Please copy every one of the rows below word for word, keeping each line in its original order.

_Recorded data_
------------------------------------------------------------
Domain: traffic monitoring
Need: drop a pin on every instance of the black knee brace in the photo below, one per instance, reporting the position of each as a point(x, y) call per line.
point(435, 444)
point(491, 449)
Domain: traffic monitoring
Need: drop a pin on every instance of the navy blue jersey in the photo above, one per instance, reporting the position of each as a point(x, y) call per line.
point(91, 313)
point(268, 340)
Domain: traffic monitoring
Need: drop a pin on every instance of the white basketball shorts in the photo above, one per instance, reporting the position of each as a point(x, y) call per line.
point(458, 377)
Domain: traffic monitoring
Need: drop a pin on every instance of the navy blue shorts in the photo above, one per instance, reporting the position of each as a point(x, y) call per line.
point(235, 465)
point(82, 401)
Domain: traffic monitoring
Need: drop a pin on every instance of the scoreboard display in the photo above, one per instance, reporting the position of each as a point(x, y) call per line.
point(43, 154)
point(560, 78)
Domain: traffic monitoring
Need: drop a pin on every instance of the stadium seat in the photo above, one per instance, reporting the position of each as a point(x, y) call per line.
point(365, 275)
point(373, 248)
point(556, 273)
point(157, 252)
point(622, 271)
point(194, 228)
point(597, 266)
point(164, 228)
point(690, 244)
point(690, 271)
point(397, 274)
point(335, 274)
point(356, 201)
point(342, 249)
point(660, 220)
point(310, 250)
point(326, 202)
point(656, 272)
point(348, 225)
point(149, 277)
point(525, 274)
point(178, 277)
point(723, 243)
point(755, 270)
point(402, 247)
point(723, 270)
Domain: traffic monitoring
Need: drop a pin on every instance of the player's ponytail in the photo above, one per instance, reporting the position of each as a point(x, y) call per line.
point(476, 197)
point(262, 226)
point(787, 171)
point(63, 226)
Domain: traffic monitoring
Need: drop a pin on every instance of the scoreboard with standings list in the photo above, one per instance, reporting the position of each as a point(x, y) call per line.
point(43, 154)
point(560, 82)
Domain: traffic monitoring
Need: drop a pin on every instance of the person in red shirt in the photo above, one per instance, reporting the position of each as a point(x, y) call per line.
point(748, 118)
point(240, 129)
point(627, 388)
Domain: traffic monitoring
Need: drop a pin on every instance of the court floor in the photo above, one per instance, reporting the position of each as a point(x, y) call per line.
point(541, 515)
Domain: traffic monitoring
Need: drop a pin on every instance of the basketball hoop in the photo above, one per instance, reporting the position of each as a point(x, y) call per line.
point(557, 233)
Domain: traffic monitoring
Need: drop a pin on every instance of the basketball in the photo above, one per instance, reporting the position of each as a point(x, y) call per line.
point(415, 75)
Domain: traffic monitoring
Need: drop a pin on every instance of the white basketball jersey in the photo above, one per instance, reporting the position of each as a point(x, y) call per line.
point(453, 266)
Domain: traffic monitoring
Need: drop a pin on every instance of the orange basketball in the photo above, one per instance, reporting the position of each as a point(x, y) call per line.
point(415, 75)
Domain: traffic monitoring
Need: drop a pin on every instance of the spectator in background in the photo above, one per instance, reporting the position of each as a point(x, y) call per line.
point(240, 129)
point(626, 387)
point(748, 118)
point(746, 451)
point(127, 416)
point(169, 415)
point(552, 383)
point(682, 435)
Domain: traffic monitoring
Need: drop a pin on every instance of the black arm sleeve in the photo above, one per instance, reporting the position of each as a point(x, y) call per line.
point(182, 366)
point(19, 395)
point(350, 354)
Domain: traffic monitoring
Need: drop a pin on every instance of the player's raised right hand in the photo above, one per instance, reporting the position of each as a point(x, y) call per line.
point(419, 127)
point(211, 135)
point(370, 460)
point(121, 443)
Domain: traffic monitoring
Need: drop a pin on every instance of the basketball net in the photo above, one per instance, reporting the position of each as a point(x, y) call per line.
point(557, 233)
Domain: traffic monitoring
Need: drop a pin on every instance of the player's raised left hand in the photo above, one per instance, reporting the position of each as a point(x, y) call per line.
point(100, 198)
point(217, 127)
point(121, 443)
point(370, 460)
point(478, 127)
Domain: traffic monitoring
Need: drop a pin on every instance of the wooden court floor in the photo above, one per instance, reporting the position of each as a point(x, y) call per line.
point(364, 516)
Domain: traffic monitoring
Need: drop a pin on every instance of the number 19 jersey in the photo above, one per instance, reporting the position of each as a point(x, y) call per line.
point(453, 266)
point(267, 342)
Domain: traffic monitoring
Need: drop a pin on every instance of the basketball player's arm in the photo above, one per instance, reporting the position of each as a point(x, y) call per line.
------------------------------------------------------------
_Result for this exercise_
Domain: traffic monitoring
Need: drop a pin on every instance of the black knee brace in the photo below, one per instance, reporting the position of each as a point(x, y) call per line.
point(435, 444)
point(491, 449)
Domain: traffic monitoring
Need: drop a pin on every instance of the navy blue jersey in the photo above, one per instance, reporting the position of each as a point(x, y) call per line.
point(91, 313)
point(268, 340)
Domain: traffic monitoring
Need: drop a pin on every instance of the white basketball shorts in the photo above, one per instance, reporting the position of each as a point(x, y) call per line.
point(458, 377)
Domain: traffic monitoring
Need: drop a pin on every instance of the navy blue shorts in the photo above, one per instance, reporting the position of each as a point(x, y) call per line.
point(235, 465)
point(82, 401)
Domain: traffic monitoring
Need: drop a pin on every instance of the scoreboard display in the photo above, one per instance, reporting the position of each as a point(x, y) call per line.
point(43, 154)
point(560, 78)
Domain: traffic monitoring
Need: drop a pin on every instance of the stadium seat in the photo above, one per instance, reporting the position of each as a point(x, y) call per line.
point(365, 275)
point(373, 248)
point(556, 273)
point(157, 252)
point(622, 271)
point(194, 228)
point(597, 266)
point(164, 228)
point(690, 244)
point(690, 271)
point(397, 274)
point(335, 274)
point(356, 201)
point(342, 249)
point(660, 220)
point(310, 250)
point(326, 202)
point(656, 272)
point(348, 225)
point(149, 277)
point(525, 274)
point(178, 277)
point(723, 243)
point(755, 270)
point(402, 247)
point(723, 270)
Domain: traffic monitoring
Need: drop a pin on every instance of the player's ponytail in the photo above, one per instance, reporting the position of each as a point(x, y) call per line.
point(476, 197)
point(262, 226)
point(787, 171)
point(63, 226)
Domain: traffic monitoring
Need: drop a pin on every instance of the scoreboard with standings list in the photo above, one per instance, reporting the position of each as a point(x, y) call per line.
point(43, 154)
point(560, 82)
Domain: traffic monitoring
Need: drop a pin on every instance of the person in red shirt in the photo above, one per instance, reporting the position of each as a point(x, y) call per line.
point(748, 118)
point(240, 129)
point(627, 388)
Domain: traffic monitoring
Need: drop a pin on every instance of the court floor in the photo above, one per instance, reporting the position of each as a point(x, y) call per line.
point(541, 515)
Domain: traffic monitoring
Need: drop a pin on every instance of the basketball hoop in the photo above, one per instance, reporting the position of each as a point(x, y) call per line.
point(557, 233)
Domain: traffic monitoring
Need: drop a pin on every instance of the basketball in the photo above, one per instance, reporting the position of each as a point(x, y) call per line.
point(415, 75)
Domain: traffic monitoring
Need: drop a pin on every instance of the white basketball jersey in the photo above, one per instance, reporting the position of each as a point(x, y) call per line.
point(453, 266)
Domain: traffic monitoring
Need: drop a pin on every instance of the orange basketball in the photo above, one per instance, reporting the position of each as a point(x, y) call per line.
point(415, 75)
Domain: traffic monitoring
Need: drop a pin on every instance of the spectator in background in the photo above, one per instance, reporting the position of each as a point(x, y) call per line.
point(240, 129)
point(626, 387)
point(748, 118)
point(746, 451)
point(127, 416)
point(169, 415)
point(552, 383)
point(682, 435)
Domain: traffic monitoring
Need: drop a pin on every instance of the black arm sleeve in the photo above, one per instance, reporting the position of each as a point(x, y) call per line.
point(182, 366)
point(19, 395)
point(350, 354)
Domain: traffic monitoring
Need: drop a pin on every instance of the player's raised right hand in the photo above, one per instance, reporting the position of each as a point(x, y) call per line.
point(419, 127)
point(211, 135)
point(370, 460)
point(121, 443)
Domain: traffic monitoring
Need: drop a pin on every instance of the basketball net in the photo above, one per instance, reporting the position of each as a point(x, y) call per line.
point(557, 233)
Domain: traffic monitoring
Need: drop a pin on every instance of the player's raised left hand in the photo above, one per instance, reporting the position of each as a point(x, y) call per line.
point(100, 198)
point(217, 127)
point(121, 443)
point(370, 460)
point(478, 127)
Domain: traffic monitoring
Need: drop a pin on every instance of the wooden court floor in the photo above, one per instance, reporting the position of each as a point(x, y) call per line.
point(364, 516)
Domain: traffic monitoring
Need: drop a pin on every instance of the number 19 jersey in the photo above, one per instance, reporting the position of each as a point(x, y) call per line.
point(453, 266)
point(267, 342)
Domain: traffic monitoring
Need: drop a pin on every instance of the basketball player's arm in the photo above, one per instance, reporting the position of each as a point(x, y) call per line.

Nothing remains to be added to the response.